> **EXTRAIT SOURCE**
---*---

Un projet de centre de tri sème l’inquiétude à Mirabel

Le nouveau Centre de tri de St-Benoit divise la population.
Photo: Adil Boukind Le Devoir Le nouveau Centre de tri de St-Benoit divise la population.

Un projet de centre de tri de matériaux de construction menace d’augmenter la circulation de camions à proximité d’une école primaire à Saint-Benoît de Mirabel et inquiète de nombreux résidents, au point où la Ville a décidé de modifier son règlement de zonage pour éviter que ce scénario ne se répète, a constaté Le Devoir.

« On a figé le dossier pour le futur pour éviter d’avoir un autre projet du genre dans ce secteur », confirme la directrice du service des communications de la Ville de Mirabel, Caroline Thibault. Une séance extraordinaire du conseil municipal a ainsi eu lieu lundi afin de retirer certains usages qui étaient permis depuis 25 ans dans le village de Saint-Benoît, incluant celui d’« industrie lourde ».

Il est toutefois « trop tard » pour empêcher la réalisation du projet mené par l’entrepreneur Sébastien Mercier — qui a eu des démêlés judiciaires avec des résidents du secteur ces dernières années — et sa partenaire d’affaires et conjointe, Christine Brodeur, déplore l’ancien conseiller municipal mirabellois Réal Proulx. Il s’agit en effet d’un projet respectant les règles de zonage qui prévalaient sur ce site lors des démarches initiales des entrepreneurs.

---*---

> **CONSIGNES**
a) Traduisez en anglais la phrase suivante de l'article sur le centre de tri de Mirabel : « Il s’agit en effet d’un projet respectant les règles de zonage qui prévalaient sur ce site lors des démarches initiales des entrepreneurs. »
b) Répondez brièvement à ces questions sur l'article sur le centre de tri de Mirabel.
(i) À proximité de quel établissement la circulation de camions risque-t-elle d'augmenter ?
(ii) Depuis combien d'années les usages retirés lundi étaient-ils permis dans le village de Saint-Benoît ?
(iii) Quelle fonction Réal Proulx a-t-il occupée ?
c) Recopiez un passage de l'article sur le centre de tri de Mirabel. Commencez aux mots « Un projet de centre de tri sème » et arrêtez-vous après « constaté Le Devoir. ».

---*---

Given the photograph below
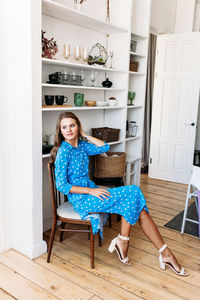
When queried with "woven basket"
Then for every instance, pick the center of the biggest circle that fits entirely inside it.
(110, 166)
(134, 66)
(106, 134)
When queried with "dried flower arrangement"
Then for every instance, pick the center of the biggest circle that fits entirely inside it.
(79, 1)
(49, 47)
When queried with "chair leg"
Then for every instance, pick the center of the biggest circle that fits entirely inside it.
(53, 230)
(109, 220)
(99, 239)
(185, 211)
(91, 248)
(62, 232)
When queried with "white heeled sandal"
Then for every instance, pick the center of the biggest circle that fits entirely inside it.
(164, 264)
(113, 246)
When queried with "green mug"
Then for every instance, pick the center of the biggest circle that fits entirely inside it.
(78, 99)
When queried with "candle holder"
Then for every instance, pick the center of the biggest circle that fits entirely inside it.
(131, 97)
(77, 53)
(67, 52)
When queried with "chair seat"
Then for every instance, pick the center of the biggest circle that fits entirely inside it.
(66, 210)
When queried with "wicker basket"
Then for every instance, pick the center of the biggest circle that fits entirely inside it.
(110, 166)
(134, 66)
(106, 134)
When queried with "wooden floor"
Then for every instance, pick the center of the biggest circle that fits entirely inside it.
(69, 276)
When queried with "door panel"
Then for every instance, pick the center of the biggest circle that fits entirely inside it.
(175, 106)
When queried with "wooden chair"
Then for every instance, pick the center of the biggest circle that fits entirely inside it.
(67, 215)
(193, 186)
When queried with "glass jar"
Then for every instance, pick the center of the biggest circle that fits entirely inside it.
(132, 129)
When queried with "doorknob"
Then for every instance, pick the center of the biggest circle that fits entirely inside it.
(190, 124)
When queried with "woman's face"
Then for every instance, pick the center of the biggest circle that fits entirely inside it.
(69, 129)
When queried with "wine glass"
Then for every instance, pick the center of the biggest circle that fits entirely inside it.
(82, 75)
(66, 51)
(85, 54)
(93, 76)
(111, 57)
(131, 97)
(77, 53)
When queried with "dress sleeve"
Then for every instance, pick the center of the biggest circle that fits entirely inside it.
(92, 149)
(61, 165)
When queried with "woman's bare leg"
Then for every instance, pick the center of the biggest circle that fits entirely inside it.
(125, 231)
(151, 231)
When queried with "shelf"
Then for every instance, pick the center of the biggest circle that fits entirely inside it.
(131, 73)
(59, 86)
(134, 106)
(63, 63)
(132, 138)
(132, 158)
(70, 15)
(46, 155)
(137, 36)
(137, 54)
(60, 108)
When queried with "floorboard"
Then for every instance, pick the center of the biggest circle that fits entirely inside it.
(69, 276)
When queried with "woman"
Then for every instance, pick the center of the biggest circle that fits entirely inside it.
(71, 172)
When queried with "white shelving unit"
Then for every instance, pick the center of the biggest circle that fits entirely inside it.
(137, 83)
(85, 29)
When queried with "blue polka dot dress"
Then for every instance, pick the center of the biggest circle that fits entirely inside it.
(71, 169)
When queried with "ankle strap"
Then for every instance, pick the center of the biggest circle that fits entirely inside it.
(162, 248)
(125, 238)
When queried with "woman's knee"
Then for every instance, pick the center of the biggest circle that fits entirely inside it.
(143, 213)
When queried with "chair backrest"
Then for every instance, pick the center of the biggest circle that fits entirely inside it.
(195, 178)
(55, 194)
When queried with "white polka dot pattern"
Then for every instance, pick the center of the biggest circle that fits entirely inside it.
(71, 169)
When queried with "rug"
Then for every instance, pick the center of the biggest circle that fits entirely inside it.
(190, 228)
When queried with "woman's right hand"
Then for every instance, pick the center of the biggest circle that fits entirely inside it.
(100, 193)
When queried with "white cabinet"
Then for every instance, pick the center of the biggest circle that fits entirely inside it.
(137, 83)
(67, 25)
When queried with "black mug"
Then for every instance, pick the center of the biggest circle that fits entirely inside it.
(49, 99)
(55, 77)
(60, 100)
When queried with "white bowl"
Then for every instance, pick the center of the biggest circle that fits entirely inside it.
(98, 103)
(111, 102)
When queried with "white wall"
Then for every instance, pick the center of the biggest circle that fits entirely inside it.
(21, 203)
(163, 14)
(170, 16)
(184, 16)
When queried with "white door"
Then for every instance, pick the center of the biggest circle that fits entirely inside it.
(175, 106)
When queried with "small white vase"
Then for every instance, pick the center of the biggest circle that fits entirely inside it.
(78, 6)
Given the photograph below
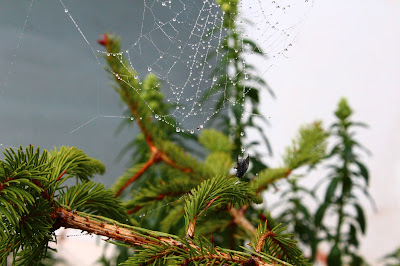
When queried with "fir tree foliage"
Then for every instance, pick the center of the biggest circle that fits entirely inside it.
(30, 187)
(307, 149)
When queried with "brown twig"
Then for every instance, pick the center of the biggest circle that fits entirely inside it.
(70, 219)
(240, 219)
(146, 166)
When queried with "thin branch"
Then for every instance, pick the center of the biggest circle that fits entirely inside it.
(240, 219)
(146, 166)
(70, 219)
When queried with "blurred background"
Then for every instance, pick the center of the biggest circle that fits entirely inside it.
(54, 90)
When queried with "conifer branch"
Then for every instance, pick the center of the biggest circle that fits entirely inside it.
(149, 163)
(240, 219)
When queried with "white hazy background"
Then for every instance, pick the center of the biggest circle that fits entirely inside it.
(345, 48)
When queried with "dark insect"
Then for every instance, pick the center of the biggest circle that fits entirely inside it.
(242, 166)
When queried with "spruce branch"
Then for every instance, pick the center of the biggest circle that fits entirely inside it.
(214, 192)
(307, 149)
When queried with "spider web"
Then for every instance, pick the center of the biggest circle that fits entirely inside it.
(53, 89)
(172, 39)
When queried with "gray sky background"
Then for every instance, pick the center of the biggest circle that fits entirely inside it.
(51, 84)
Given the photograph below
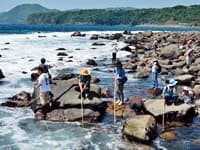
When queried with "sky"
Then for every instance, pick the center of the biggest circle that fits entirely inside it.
(6, 5)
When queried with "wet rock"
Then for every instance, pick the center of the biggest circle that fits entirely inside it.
(94, 37)
(196, 91)
(95, 80)
(60, 59)
(22, 96)
(169, 135)
(121, 111)
(65, 76)
(60, 49)
(197, 141)
(144, 73)
(91, 62)
(98, 44)
(115, 36)
(41, 36)
(62, 54)
(1, 74)
(34, 76)
(127, 48)
(141, 128)
(174, 112)
(19, 100)
(106, 93)
(170, 52)
(73, 114)
(127, 32)
(148, 33)
(184, 79)
(136, 103)
(154, 92)
(78, 34)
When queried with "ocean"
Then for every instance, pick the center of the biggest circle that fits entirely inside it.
(22, 46)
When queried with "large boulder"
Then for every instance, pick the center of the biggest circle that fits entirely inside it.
(1, 75)
(156, 108)
(141, 128)
(121, 111)
(19, 100)
(170, 52)
(78, 34)
(196, 91)
(144, 73)
(73, 114)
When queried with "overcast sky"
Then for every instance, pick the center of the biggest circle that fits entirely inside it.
(6, 5)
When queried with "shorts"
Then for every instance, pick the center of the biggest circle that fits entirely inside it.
(44, 97)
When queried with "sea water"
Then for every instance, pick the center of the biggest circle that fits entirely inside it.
(21, 51)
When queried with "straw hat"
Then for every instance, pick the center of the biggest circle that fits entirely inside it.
(172, 82)
(85, 71)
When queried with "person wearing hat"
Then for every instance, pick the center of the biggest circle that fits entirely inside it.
(170, 92)
(45, 67)
(84, 82)
(119, 75)
(156, 68)
(186, 95)
(43, 85)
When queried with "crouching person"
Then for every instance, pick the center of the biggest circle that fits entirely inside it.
(170, 92)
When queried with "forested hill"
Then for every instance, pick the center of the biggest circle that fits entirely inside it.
(20, 13)
(178, 15)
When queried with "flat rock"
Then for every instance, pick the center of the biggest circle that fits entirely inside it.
(184, 79)
(169, 135)
(73, 114)
(156, 107)
(140, 128)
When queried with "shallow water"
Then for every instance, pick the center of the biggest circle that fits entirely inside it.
(18, 128)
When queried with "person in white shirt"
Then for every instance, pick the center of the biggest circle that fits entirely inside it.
(44, 86)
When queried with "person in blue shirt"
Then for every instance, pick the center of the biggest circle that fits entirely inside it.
(119, 75)
(170, 93)
(155, 72)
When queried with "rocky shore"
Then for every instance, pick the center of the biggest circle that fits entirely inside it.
(142, 115)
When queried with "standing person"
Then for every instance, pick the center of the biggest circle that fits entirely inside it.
(84, 83)
(156, 69)
(120, 79)
(189, 57)
(43, 85)
(170, 93)
(154, 44)
(187, 98)
(45, 67)
(114, 53)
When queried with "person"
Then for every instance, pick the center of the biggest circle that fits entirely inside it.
(156, 69)
(45, 67)
(170, 92)
(44, 86)
(189, 56)
(84, 83)
(154, 44)
(114, 53)
(119, 76)
(186, 96)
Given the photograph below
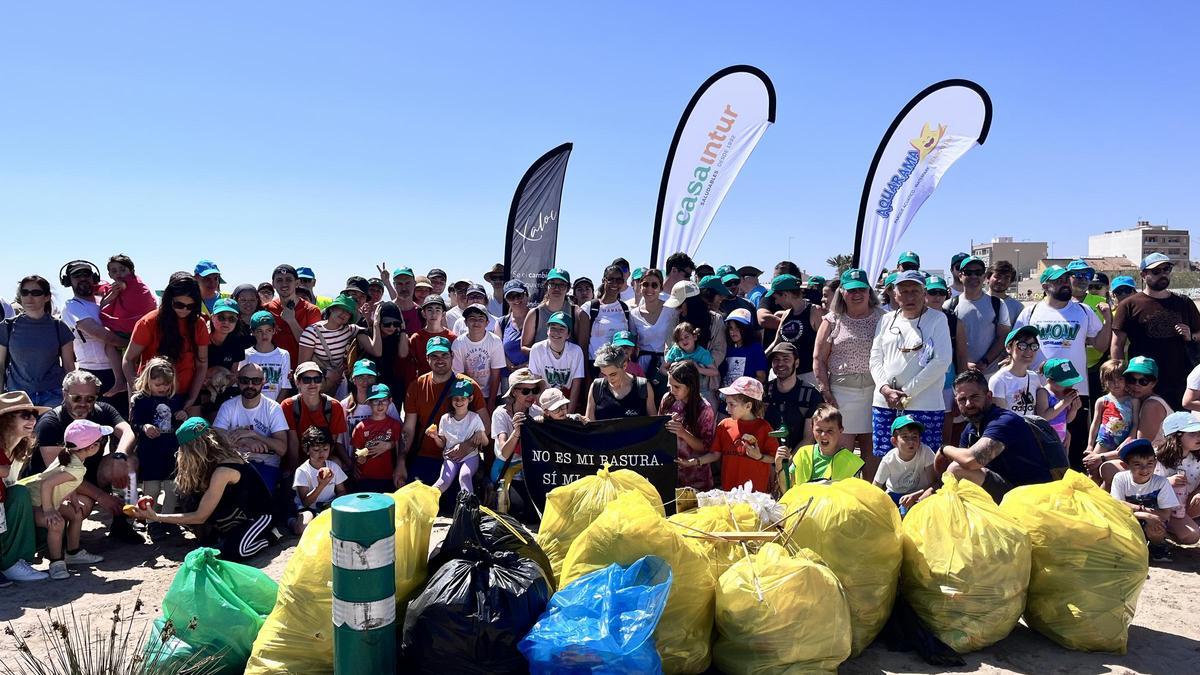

---*---

> **RÉPONSES DÉTAILLÉES**
a) It is in fact a project that complies with the zoning rules that applied to this site at the time of the entrepreneurs' initial steps.

b)
(i) Une école primaire.
(ii) Depuis 25 ans.
(iii) Conseiller municipal à Mirabel.

c)
Un projet de centre de tri sème l’inquiétude à Mirabel

Le nouveau Centre de tri de St-Benoit divise la population.
Photo: Adil Boukind Le Devoir Le nouveau Centre de tri de St-Benoit divise la population.

Un projet de centre de tri de matériaux de construction menace d’augmenter la circulation de camions à proximité d’une école primaire à Saint-Benoît de Mirabel et inquiète de nombreux résidents, au point où la Ville a décidé de modifier son règlement de zonage pour éviter que ce scénario ne se répète, a constaté Le Devoir.